DIRECTIONS.
What lines in the records include the string "every"? Return each one.
◆ ◆ ◆ ◆ ◆ ◆ ◆
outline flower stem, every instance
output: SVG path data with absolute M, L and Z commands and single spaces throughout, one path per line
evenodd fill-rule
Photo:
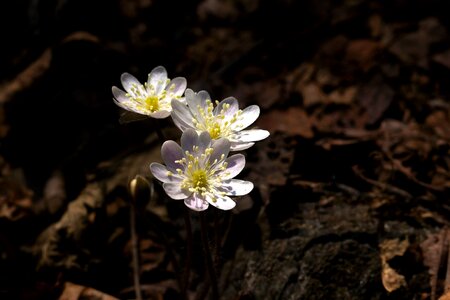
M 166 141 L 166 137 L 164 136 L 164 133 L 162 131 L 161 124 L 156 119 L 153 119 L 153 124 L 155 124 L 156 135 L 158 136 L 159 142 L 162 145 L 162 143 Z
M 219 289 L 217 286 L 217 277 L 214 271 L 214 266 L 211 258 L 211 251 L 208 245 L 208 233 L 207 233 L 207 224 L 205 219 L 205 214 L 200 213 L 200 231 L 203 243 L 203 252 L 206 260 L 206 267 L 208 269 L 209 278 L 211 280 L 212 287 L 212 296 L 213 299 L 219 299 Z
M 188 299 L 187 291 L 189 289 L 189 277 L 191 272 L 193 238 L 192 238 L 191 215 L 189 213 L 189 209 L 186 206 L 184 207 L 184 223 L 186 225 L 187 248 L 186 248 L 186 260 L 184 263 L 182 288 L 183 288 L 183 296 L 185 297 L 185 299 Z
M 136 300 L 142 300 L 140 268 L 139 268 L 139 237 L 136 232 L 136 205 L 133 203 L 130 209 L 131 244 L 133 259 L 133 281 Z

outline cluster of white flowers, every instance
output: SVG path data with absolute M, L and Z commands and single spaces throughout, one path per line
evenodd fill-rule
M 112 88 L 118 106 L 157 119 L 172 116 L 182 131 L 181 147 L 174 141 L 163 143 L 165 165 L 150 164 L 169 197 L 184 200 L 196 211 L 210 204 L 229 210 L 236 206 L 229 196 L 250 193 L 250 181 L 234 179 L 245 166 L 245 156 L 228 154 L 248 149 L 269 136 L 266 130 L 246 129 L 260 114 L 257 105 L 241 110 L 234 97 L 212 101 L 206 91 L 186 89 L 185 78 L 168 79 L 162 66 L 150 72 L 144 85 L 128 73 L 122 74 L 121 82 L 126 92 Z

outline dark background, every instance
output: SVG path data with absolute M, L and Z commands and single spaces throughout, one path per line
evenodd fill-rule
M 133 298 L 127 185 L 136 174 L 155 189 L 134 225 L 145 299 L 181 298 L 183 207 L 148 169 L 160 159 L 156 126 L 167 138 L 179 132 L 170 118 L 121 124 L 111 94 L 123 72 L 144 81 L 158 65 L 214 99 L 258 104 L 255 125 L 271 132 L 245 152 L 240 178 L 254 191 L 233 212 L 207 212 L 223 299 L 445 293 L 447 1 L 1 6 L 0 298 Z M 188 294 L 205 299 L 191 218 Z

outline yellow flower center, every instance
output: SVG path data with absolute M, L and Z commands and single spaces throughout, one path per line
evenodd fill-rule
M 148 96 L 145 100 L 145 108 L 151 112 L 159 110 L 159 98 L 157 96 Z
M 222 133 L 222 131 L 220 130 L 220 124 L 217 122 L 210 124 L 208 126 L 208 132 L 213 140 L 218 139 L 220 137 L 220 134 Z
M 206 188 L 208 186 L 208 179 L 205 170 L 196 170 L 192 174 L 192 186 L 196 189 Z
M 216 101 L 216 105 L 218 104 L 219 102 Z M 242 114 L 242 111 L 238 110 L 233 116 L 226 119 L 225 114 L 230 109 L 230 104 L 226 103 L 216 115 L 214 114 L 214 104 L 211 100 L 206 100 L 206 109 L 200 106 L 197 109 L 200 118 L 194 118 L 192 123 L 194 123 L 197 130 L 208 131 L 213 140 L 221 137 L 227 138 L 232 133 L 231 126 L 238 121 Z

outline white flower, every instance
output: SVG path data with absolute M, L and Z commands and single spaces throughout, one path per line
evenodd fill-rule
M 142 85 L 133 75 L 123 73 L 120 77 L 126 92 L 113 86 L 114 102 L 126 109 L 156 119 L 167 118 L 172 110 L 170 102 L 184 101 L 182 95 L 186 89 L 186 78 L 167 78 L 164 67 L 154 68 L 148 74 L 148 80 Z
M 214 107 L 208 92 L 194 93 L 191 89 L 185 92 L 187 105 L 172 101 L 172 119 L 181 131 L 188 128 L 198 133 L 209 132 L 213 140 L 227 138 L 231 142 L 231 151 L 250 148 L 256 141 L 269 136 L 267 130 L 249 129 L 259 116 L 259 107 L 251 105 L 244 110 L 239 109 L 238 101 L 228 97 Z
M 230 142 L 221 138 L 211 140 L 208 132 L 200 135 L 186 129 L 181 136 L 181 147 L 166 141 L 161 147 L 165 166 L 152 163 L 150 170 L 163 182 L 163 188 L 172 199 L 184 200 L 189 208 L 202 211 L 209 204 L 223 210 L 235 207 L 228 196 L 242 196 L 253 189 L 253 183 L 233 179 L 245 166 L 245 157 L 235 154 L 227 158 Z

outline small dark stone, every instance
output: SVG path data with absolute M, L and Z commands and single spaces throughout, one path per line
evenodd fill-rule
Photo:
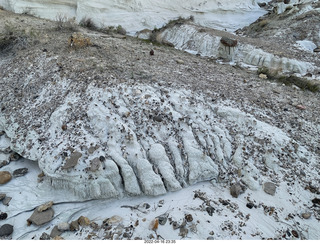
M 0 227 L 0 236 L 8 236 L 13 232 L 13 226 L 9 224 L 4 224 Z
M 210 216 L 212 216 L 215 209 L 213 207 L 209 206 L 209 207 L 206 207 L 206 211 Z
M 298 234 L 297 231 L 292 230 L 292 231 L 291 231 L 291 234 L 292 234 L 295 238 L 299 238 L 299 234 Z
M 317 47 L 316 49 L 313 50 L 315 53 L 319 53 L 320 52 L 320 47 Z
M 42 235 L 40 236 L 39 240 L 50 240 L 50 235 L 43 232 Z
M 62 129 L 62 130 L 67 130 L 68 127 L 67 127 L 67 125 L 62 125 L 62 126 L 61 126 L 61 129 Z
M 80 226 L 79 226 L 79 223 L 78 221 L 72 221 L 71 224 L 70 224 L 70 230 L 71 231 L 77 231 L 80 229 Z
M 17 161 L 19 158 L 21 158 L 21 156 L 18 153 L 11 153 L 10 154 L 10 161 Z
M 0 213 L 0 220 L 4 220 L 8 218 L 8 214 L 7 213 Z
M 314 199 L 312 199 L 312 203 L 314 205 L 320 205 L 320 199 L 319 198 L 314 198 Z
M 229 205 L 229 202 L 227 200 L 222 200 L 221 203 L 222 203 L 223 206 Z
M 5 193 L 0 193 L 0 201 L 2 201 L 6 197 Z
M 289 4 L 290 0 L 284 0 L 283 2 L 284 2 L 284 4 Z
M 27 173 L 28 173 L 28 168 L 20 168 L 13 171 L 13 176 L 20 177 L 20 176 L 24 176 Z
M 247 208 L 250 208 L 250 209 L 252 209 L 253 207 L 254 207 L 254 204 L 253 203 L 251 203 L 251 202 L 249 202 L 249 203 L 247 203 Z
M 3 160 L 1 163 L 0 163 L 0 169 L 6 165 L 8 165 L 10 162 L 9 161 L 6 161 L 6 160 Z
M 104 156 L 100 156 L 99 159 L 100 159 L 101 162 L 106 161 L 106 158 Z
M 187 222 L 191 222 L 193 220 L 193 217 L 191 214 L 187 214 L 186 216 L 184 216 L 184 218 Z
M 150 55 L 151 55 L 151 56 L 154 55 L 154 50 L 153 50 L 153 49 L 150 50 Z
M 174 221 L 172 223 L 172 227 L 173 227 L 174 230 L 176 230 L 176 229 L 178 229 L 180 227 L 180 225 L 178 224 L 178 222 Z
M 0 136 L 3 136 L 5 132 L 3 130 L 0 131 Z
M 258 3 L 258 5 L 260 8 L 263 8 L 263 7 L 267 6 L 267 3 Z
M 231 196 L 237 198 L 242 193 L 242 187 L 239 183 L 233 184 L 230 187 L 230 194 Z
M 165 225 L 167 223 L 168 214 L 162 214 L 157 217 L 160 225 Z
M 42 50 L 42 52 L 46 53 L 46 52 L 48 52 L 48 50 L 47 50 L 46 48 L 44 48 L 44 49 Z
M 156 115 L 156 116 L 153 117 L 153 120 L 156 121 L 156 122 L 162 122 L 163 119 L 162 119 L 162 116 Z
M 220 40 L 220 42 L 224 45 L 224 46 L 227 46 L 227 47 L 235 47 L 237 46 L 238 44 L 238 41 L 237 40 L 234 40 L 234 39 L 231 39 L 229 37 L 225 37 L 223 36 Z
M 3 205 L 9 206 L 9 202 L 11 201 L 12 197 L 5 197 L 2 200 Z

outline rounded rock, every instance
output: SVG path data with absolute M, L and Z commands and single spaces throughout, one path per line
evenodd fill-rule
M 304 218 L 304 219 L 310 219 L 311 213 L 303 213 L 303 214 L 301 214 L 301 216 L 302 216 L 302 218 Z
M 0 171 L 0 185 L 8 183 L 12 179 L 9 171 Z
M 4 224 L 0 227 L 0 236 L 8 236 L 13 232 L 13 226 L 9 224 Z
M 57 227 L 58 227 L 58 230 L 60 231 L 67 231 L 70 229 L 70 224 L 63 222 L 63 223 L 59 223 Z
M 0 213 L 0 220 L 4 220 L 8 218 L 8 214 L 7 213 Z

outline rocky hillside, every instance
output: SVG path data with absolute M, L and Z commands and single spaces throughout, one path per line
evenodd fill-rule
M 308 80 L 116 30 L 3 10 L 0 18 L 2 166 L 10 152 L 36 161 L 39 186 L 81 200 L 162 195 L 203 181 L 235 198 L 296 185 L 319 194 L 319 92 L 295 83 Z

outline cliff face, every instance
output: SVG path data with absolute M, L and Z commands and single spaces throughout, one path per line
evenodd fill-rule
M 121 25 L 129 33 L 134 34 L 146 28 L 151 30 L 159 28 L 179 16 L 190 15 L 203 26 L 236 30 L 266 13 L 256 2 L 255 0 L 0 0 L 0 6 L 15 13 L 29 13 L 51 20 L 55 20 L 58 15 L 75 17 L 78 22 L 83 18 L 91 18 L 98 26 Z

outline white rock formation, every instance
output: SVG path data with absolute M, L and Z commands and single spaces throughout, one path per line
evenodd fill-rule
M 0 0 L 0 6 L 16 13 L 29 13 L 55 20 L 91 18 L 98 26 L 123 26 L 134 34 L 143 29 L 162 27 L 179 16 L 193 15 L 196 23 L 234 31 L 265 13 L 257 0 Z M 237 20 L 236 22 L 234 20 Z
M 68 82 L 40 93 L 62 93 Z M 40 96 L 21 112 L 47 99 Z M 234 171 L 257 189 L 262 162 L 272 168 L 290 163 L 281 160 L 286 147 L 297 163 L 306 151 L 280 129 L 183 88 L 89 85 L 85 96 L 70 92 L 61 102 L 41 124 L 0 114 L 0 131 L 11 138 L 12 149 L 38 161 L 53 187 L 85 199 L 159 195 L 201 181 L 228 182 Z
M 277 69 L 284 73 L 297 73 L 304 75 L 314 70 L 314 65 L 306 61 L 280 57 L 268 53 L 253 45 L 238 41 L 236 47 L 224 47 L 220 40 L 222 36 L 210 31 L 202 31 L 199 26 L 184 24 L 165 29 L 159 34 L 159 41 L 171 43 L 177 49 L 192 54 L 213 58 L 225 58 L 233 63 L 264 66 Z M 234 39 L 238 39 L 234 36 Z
◆ ◆ ◆ ◆ ◆ ◆ ◆
WORKED SOLUTION.
outline flower stem, every instance
outline cluster of white flowers, every instance
outline dark background, every instance
outline yellow flower center, every instance
outline white flower, every instance
outline small dark stone, every instance
outline rounded rock, every instance
outline rocky hillside, every instance
outline cliff face, every instance
outline white rock formation, every instance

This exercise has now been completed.